__INFORMATION GIVEN__:
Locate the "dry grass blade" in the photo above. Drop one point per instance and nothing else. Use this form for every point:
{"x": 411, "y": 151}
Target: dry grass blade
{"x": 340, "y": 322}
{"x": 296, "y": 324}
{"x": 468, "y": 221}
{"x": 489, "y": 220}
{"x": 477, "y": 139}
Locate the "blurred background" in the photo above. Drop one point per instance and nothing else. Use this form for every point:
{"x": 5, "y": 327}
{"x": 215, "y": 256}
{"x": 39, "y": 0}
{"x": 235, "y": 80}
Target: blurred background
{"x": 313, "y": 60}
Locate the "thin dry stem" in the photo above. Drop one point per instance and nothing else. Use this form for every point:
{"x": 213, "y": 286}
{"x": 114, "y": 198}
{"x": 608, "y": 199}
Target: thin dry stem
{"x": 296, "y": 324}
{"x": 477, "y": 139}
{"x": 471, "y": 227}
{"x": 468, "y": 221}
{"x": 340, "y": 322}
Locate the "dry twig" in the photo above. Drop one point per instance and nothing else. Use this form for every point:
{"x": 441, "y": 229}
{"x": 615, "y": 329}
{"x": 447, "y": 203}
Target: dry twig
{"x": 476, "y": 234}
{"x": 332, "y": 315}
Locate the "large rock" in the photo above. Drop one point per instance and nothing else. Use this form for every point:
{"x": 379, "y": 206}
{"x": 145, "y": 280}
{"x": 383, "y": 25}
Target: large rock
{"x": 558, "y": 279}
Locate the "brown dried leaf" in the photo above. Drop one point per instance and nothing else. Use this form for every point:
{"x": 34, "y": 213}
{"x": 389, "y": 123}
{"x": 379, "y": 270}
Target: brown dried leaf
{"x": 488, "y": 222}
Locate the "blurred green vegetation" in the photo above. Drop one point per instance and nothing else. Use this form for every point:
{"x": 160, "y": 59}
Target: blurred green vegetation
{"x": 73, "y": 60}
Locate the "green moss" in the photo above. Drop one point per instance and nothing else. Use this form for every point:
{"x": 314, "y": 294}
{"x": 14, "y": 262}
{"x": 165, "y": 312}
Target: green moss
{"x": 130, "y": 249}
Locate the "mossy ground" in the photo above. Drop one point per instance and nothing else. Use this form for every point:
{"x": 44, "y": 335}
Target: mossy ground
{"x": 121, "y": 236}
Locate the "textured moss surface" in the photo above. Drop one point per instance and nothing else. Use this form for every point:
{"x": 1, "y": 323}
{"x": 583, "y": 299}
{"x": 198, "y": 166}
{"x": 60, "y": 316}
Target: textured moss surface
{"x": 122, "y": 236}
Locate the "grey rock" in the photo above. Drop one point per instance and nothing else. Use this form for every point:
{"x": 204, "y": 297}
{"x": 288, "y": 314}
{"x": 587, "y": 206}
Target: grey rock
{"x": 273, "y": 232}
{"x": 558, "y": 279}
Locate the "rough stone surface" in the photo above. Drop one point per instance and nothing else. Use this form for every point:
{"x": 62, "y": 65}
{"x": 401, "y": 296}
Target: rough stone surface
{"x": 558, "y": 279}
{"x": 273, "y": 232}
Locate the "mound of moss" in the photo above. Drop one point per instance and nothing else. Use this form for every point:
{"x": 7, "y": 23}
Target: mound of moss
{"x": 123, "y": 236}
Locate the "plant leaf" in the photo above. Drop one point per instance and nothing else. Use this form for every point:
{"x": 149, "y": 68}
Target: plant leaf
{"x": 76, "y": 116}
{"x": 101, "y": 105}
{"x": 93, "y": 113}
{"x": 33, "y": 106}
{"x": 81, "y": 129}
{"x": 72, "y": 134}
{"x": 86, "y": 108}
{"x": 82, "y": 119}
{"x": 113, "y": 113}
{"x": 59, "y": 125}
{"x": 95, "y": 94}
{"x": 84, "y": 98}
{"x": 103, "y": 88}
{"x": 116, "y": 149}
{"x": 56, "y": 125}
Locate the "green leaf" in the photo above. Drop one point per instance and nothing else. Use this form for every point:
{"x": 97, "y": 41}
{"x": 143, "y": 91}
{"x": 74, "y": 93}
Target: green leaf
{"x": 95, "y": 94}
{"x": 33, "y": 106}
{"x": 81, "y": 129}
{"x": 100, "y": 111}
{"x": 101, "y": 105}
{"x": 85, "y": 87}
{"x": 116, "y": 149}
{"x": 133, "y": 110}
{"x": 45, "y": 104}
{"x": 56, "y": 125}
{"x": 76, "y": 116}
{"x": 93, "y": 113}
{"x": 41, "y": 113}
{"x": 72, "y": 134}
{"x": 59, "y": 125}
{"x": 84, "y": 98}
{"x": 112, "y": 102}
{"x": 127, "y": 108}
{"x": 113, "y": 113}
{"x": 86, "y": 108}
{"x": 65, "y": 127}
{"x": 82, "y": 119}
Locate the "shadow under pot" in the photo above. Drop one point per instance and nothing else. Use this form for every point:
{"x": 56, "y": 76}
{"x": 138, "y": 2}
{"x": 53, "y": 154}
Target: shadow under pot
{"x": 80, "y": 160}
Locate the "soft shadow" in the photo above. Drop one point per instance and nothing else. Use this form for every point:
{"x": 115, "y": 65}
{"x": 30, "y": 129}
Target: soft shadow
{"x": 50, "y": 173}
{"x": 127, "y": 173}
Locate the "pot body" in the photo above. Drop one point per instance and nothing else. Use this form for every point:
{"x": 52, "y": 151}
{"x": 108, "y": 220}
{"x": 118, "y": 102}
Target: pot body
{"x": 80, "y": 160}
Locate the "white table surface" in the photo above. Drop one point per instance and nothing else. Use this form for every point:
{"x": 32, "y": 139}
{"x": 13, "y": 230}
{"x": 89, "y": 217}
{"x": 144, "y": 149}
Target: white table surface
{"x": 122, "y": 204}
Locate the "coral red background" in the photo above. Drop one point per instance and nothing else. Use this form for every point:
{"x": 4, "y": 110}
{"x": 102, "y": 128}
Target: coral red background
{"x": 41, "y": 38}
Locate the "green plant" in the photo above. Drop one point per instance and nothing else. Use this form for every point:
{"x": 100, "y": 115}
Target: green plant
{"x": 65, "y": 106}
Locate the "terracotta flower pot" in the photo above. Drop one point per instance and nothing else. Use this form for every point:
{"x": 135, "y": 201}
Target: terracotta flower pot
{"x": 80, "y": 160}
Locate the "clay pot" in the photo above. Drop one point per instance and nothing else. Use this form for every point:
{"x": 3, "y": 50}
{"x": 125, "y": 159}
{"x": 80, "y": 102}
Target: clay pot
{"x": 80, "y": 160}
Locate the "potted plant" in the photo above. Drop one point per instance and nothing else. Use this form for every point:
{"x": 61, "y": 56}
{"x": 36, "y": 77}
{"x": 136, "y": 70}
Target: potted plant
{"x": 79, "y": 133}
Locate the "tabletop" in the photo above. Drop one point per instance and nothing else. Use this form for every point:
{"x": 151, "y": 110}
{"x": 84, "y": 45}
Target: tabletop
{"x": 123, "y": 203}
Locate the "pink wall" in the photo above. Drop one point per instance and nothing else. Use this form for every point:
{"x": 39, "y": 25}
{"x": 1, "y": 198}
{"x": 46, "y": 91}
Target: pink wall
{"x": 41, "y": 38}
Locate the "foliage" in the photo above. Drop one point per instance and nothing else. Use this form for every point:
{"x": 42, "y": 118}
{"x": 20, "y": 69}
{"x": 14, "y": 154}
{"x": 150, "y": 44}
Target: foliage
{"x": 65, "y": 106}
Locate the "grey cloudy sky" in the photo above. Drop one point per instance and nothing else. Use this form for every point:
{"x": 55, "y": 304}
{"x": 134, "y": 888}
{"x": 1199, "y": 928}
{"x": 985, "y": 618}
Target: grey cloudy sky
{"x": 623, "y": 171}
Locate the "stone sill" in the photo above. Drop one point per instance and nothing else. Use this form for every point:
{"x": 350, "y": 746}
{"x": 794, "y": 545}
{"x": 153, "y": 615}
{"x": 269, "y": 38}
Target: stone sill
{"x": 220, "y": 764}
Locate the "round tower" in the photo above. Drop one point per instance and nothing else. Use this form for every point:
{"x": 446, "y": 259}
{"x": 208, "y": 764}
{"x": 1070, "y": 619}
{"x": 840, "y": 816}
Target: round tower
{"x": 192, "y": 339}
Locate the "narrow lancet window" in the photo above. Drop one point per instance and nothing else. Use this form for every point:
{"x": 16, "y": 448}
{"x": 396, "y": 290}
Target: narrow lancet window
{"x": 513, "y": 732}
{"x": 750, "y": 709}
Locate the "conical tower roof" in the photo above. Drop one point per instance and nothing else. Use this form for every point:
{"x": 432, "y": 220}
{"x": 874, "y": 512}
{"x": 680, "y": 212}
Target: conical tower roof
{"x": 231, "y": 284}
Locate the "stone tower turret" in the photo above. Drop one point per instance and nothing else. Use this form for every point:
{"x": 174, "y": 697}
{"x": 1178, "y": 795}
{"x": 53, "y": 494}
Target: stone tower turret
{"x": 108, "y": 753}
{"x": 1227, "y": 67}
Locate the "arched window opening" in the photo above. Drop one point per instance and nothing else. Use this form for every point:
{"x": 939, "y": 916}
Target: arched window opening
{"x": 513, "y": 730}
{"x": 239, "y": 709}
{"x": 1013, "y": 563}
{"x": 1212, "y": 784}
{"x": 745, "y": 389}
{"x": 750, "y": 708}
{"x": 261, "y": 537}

__PROBLEM REQUIREMENTS__: Return every line of the items above that contains the word "window", copying each one in full.

__THE ANSWER__:
Locate the "narrow lancet window" in the photo above. Drop one point per instance and nothing else. Use this form for every point:
Target: narrow lancet window
Locate the "arched window opening" in the photo above. Drop one point per instance and nothing else. Use this form for every point:
Target: arched window opening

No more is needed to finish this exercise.